## Provided information
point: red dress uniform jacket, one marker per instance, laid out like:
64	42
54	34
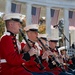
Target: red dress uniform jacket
14	61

## Problem statement
Reproduce these lines, substituting "coat" for "jacket" and leaving everything else unchanged, and omit the pictures.

## Solved exercise
point: red dress uniform coat, one marker per instance, laid out like:
64	42
54	34
Target: red dress uniform coat
14	61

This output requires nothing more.